# [Requirements]
**a)** Please answer from the experiments page: what does it call the golden record?
**b)** Change "hypothesis" to "assumption" in the experiments page, writing out everything from "How It Works" down to "(hypothesis, protocol, criteria)" with that swap made.
**c)** Write what comes next in the experiments page, starting after its final line.

# [Text segment]
Experiments
Experiments are how we validate architectural decisions before committing to them. Each experiment has a spec (the hypothesis and test protocol), an implementation (isolated code and infrastructure), and results (evidence that informs the decision).
How It Works
Every experiment follows a spec-first workflow:
- Draft a spec at
specs/experiments/{id}.md— hypothesis, what we're proving, test protocol, success criteria - Get the spec reviewed before writing any code
- Implement in an isolated workspace at
experiments/{id}/— its own dependencies, tests, and (if needed) cloud infrastructure - Run tests and benchmarks as defined in the spec
- Write results to
experiments/{id}/results/README.md— what was tested, what was learned, key numbers, conclusion - Close — set
status: closedin the spec, post findings to related GitHub issues, write a journal post
The spec is the golden record. Implementation serves the spec, not the other way around. When iterating, update the spec first.
Experiment Structure
specs/experiments/{id}.md # the spec (hypothesis, protocol, criteria)

# [Listing]

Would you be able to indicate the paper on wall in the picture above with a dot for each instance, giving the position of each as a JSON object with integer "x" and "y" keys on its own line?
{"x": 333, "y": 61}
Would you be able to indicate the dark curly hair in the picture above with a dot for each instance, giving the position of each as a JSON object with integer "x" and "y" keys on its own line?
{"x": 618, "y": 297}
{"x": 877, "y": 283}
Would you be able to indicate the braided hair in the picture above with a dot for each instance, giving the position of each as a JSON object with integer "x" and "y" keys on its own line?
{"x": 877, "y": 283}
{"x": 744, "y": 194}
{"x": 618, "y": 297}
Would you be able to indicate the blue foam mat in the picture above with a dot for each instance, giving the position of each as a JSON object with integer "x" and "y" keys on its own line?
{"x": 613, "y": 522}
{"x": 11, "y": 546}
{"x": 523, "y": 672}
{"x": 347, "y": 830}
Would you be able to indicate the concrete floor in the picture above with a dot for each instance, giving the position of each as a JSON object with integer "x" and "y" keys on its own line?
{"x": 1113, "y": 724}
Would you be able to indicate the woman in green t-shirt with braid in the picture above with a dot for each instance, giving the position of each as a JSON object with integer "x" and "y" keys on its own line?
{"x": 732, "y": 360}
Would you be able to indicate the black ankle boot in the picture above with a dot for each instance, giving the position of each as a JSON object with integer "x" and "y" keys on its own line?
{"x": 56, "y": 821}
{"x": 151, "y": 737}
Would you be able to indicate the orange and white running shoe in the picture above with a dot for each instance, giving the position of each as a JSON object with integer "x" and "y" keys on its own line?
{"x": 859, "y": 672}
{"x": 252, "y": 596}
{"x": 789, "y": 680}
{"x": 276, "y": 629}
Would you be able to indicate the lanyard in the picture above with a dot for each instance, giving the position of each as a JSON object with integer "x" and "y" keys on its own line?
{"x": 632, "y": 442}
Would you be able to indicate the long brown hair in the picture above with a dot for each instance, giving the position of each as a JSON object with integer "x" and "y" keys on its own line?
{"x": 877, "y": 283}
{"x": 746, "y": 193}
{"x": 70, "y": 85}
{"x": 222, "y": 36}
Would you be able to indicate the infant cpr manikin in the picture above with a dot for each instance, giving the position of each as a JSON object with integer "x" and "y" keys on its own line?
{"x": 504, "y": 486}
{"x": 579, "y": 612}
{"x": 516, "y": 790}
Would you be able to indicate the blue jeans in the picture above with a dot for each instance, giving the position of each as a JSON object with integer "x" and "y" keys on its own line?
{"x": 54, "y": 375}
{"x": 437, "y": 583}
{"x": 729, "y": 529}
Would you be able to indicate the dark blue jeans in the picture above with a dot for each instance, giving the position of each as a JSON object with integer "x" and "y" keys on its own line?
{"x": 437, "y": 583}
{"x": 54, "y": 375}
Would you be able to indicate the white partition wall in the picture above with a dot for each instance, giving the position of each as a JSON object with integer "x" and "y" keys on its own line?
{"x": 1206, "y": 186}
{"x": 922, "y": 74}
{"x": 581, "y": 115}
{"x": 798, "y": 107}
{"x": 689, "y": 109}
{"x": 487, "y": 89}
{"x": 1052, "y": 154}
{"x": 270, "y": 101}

# [Task-by-task outputs]
**a)** The spec.

**b)**
How It Works
Every experiment follows a spec-first workflow:
- Draft a spec at
specs/experiments/{id}.md— assumption, what we're proving, test protocol, success criteria - Get the spec reviewed before writing any code
- Implement in an isolated workspace at
experiments/{id}/— its own dependencies, tests, and (if needed) cloud infrastructure - Run tests and benchmarks as defined in the spec
- Write results to
experiments/{id}/results/README.md— what was tested, what was learned, key numbers, conclusion - Close — set
status: closedin the spec, post findings to related GitHub issues, write a journal post
The spec is the golden record. Implementation serves the spec, not the other way around. When iterating, update the spec first.
Experiment Structure
specs/experiments/{id}.md # the spec (assumption, protocol, criteria)

**c)**
experiments/{id}/
README.md # quickstart and implementation notes
pyproject.toml # isolated dependencies
bin/ # test, benchmark, deploy, teardown scripts
src/ # implementation code
tests/ # validation tests
results/ # benchmark data and results README
tf/ # OpenTofu config (if infra needed)
Dependency DAG
Experiments declare dependencies on other experiments via depends: in their spec frontmatter. A dependent experiment can build on the code, infrastructure, or findings of its dependencies.
Continuous Refinement
The set of open experiment specs should be continuously refined as experiments progress. Closing one experiment often reveals new questions, invalidates assumptions in planned experiments, or shifts priorities. Before starting a new batch, review all open specs and update or retire any that no longer reflect the current understanding.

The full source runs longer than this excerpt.